*Work to be completed*
Find the line with "pin: the square". Repeat it and each line after it, exactly, down to the end of the records below.

--- Records ---

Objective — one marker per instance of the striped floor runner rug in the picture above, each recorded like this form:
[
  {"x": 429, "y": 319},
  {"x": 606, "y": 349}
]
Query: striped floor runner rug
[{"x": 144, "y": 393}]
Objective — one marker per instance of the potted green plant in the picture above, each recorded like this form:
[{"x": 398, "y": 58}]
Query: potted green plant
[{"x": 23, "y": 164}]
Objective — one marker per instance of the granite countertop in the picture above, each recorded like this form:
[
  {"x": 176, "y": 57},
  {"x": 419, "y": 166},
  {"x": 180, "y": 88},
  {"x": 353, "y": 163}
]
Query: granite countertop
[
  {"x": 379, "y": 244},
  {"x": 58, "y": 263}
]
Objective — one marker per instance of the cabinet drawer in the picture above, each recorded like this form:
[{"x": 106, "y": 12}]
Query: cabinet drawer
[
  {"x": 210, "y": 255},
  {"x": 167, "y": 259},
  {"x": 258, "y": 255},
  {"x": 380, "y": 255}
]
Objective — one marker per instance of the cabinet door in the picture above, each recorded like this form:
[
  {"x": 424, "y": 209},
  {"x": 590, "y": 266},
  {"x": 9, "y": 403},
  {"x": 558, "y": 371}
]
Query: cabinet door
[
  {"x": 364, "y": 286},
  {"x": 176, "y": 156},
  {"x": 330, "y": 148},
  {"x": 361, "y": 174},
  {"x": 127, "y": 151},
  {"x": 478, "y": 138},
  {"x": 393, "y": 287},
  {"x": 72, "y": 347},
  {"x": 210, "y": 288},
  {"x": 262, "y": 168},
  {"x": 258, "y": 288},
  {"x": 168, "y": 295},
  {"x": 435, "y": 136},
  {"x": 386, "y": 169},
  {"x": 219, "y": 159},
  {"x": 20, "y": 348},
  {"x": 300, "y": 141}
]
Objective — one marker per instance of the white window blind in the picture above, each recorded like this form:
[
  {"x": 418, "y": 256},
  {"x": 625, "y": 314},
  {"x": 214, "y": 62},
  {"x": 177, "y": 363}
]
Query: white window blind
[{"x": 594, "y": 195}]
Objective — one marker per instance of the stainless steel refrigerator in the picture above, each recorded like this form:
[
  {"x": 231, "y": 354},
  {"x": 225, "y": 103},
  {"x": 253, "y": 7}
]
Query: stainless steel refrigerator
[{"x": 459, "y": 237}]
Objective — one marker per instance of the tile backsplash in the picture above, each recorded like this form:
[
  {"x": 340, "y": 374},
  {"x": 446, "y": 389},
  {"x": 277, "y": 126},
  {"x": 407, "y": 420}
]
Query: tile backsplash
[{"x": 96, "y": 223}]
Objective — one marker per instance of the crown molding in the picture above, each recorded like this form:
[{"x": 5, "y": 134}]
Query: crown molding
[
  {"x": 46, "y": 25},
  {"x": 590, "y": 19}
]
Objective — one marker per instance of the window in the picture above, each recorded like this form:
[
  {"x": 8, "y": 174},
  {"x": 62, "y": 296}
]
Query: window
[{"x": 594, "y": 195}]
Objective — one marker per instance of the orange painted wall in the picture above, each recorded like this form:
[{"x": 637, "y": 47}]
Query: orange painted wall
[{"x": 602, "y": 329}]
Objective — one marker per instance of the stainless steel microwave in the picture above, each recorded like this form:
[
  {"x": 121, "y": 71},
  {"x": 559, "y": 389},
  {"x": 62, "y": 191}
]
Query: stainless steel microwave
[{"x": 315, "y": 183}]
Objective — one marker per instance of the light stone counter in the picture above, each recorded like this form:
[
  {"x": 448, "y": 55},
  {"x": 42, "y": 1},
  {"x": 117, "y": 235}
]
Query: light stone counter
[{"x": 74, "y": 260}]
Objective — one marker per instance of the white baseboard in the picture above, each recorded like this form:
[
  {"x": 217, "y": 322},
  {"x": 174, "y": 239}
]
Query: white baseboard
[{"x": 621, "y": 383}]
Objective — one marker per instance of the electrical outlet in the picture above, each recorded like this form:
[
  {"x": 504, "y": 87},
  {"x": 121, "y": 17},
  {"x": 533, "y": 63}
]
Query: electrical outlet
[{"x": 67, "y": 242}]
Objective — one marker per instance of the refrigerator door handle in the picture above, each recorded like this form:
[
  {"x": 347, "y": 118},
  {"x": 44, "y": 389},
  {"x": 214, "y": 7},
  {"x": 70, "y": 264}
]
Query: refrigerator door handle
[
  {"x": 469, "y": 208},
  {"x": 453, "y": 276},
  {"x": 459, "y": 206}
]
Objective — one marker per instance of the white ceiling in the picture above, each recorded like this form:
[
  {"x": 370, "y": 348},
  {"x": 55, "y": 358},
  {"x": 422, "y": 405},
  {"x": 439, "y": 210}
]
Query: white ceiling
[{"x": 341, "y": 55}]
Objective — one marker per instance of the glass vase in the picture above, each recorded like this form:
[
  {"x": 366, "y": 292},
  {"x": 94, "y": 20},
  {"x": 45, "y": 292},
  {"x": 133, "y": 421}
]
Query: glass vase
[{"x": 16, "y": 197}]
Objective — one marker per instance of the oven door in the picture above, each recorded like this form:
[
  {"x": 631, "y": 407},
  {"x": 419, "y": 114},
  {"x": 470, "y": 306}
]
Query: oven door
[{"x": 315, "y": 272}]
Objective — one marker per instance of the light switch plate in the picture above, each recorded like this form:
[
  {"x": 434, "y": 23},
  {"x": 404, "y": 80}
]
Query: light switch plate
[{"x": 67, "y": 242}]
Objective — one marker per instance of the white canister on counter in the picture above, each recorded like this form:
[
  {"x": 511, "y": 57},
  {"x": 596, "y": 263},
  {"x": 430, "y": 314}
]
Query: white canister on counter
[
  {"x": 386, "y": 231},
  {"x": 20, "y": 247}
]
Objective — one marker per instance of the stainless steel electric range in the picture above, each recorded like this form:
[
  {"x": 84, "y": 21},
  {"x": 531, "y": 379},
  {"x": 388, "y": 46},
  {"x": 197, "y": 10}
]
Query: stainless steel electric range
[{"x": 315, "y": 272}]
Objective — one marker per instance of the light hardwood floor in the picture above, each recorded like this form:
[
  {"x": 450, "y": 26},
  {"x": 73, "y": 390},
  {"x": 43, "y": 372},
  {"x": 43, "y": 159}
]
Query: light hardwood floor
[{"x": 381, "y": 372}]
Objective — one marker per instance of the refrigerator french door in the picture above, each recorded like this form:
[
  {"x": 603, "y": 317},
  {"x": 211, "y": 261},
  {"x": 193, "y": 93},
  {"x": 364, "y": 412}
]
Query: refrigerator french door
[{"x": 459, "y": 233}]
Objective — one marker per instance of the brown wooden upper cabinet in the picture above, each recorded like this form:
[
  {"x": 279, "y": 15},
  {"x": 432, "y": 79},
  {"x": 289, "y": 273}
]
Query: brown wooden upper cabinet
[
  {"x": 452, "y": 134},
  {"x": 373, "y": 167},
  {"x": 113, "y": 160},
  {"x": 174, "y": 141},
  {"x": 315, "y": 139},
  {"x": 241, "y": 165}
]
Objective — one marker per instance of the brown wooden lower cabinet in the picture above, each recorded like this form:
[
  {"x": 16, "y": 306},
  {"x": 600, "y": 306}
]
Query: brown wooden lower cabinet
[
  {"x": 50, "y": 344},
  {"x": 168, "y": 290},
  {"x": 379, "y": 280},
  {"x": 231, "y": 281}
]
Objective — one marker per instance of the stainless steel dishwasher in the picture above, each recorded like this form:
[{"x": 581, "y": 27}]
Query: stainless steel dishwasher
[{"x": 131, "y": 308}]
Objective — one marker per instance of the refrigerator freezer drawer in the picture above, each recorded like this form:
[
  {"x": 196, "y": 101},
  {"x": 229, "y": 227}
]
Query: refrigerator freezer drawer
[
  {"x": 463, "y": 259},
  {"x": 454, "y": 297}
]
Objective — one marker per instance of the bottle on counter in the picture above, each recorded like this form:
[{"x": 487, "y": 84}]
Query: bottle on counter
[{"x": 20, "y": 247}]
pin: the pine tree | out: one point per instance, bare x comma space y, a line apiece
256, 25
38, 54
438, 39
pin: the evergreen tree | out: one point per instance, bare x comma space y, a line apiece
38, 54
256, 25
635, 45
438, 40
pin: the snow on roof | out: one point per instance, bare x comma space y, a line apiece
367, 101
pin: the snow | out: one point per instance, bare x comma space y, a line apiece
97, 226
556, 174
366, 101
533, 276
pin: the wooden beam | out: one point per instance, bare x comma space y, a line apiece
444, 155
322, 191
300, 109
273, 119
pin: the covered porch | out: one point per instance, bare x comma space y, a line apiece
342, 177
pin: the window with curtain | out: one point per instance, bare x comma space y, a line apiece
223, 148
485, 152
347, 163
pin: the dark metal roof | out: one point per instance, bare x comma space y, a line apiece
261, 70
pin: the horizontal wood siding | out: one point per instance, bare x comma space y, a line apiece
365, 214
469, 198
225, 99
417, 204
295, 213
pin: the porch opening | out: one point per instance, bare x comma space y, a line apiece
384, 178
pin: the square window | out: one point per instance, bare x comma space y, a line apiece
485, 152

---

*The completed task*
pin: the square window | out: one point per instance, bare x comma space y, a line apiece
485, 152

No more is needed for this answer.